:: Directions for this task ::
Transcribe precisely those lines of the listing that fall between the line containing "line as [127,184]." and the last line, inclusive of both.

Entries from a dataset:
-- -- --

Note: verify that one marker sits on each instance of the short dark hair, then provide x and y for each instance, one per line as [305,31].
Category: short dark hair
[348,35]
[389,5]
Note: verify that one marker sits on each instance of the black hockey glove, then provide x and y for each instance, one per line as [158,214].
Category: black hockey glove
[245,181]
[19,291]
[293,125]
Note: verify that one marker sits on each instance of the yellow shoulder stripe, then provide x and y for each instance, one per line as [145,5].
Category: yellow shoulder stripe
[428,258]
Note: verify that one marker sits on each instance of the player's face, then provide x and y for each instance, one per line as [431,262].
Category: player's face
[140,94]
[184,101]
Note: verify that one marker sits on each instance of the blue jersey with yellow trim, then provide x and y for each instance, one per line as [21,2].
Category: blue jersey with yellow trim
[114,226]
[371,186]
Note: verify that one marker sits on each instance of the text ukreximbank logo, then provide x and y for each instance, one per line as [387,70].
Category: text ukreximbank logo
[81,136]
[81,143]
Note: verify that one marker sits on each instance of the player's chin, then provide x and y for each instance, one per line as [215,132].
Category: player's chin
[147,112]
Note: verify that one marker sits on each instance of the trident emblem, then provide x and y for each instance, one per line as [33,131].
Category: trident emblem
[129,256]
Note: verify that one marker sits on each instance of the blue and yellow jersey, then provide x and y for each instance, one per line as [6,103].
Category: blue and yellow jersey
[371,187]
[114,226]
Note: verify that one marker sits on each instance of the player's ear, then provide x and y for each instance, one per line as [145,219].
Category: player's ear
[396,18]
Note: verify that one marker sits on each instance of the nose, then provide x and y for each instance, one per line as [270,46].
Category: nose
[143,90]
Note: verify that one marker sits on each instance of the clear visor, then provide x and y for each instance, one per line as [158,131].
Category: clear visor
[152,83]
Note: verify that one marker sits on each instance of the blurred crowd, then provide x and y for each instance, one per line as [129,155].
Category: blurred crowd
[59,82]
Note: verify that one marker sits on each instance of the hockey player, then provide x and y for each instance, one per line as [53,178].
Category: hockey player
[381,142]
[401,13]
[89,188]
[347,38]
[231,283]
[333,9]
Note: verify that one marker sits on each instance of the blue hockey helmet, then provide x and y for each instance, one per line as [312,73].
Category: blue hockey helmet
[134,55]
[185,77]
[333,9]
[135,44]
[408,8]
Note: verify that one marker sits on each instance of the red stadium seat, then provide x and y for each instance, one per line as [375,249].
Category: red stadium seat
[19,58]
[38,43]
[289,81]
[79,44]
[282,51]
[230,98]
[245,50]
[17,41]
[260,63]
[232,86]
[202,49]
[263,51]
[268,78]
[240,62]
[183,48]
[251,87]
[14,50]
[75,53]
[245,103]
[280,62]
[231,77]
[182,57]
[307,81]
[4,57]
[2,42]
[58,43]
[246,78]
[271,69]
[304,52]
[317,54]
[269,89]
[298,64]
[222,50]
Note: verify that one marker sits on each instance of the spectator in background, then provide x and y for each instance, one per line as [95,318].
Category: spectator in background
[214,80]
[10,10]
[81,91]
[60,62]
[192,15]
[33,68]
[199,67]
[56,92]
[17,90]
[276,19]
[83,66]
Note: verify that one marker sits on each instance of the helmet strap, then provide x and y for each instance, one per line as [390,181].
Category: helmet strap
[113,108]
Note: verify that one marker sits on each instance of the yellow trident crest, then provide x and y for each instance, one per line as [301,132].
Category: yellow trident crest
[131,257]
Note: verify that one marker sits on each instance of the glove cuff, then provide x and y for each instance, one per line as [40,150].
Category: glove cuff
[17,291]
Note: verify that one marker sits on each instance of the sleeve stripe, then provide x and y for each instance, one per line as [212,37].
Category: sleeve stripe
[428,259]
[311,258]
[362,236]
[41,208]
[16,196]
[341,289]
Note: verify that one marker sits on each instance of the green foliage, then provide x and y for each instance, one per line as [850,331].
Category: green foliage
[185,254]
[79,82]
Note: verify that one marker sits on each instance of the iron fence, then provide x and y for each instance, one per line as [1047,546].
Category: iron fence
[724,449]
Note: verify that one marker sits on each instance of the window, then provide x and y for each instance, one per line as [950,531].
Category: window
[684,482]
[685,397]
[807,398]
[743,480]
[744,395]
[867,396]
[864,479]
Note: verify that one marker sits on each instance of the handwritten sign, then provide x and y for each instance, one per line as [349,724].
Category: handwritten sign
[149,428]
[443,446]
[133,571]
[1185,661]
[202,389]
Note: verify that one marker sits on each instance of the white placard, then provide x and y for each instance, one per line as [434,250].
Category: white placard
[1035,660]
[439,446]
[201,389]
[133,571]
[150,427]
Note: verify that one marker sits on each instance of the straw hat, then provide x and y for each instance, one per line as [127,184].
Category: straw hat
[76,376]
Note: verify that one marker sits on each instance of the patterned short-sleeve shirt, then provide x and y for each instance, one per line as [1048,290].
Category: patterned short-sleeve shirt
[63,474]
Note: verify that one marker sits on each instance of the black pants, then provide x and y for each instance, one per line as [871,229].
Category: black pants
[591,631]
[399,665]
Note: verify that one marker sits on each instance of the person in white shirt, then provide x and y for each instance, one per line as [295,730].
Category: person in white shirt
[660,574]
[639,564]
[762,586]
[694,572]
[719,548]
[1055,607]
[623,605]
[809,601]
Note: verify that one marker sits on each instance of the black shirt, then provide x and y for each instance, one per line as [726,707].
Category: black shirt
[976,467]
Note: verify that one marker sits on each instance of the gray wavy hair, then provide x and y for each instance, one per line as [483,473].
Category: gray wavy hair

-- -- --

:: Written response ::
Note: verify that one marker sits on each instance of the straw hat, then provide x and y for each instance, one per line as [127,184].
Category: straw hat
[76,376]
Note: verify that one marker sits on each instance of the patterned short-sleeve shirt, then provide x and y for each instance, one per line as [1048,290].
Category: patterned short-sleeve shirt
[63,474]
Note: verify that one marker sits on each instance of the black pants, then provide x and y for each instance, one per line as [871,229].
Category: black pants
[591,631]
[399,665]
Note: verify that one marker sits on each instance of the person in white shirt, then provide x and y for each instance, one per line as [295,730].
Category: person in white shirt
[660,574]
[639,564]
[762,586]
[694,572]
[719,548]
[1055,607]
[623,605]
[809,601]
Note: verify that one marker sits on each instance of the black shirt, then provide x and y for each instance, one per line as [726,707].
Category: black shirt
[976,467]
Note: verify that one marker sits on each instance of the gray wavy hair, then provide x and y for each instance, one per line as [483,473].
Category: gray wavy hair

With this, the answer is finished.